# START OF Material to process

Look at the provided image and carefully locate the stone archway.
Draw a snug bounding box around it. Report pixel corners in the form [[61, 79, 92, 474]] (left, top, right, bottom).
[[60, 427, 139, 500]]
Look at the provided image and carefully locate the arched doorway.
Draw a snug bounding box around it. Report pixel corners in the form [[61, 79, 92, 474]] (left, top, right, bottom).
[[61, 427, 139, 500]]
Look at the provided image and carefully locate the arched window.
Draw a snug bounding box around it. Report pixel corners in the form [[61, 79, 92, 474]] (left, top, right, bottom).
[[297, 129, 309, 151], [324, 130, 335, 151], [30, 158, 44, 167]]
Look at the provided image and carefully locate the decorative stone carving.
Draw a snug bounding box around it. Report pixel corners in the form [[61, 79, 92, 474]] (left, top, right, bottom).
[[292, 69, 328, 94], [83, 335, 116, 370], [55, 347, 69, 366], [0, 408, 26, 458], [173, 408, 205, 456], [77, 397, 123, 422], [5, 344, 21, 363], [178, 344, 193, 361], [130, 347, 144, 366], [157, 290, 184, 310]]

# END OF Material to process

_Set exercise_
Can you retype every one of the rows above, keeping each line word for word and character for character?

_Full answer_
Look at the provided image and carefully locate the stone archway.
Draw a snug bounding box around it. Report pixel corners in the form [[61, 79, 92, 474]] (left, top, right, bottom).
[[60, 427, 139, 500]]
Look at the provided image and carefully locate the arched doorway.
Draw a snug bounding box around it. Report pixel corners in the form [[61, 79, 92, 474]] (left, top, right, bottom).
[[61, 427, 139, 500]]
Look at the provided image and carefully locate the arched window.
Draw a snug bounding box around it. Report pixel corners in the form [[61, 79, 92, 474]] (left, top, right, bottom).
[[297, 129, 309, 151], [324, 130, 335, 151], [30, 158, 44, 167]]
Look at the provided image and carefully locate the decorative stone carving.
Draw a snug bounding box around it. Report pixel corners in the form [[61, 79, 92, 474]] (left, top, right, bottom).
[[292, 69, 328, 94], [83, 335, 116, 370], [55, 347, 69, 366], [0, 408, 26, 458], [173, 408, 205, 456], [77, 397, 123, 422], [5, 344, 21, 363], [178, 344, 193, 361], [130, 347, 144, 366], [157, 290, 184, 310]]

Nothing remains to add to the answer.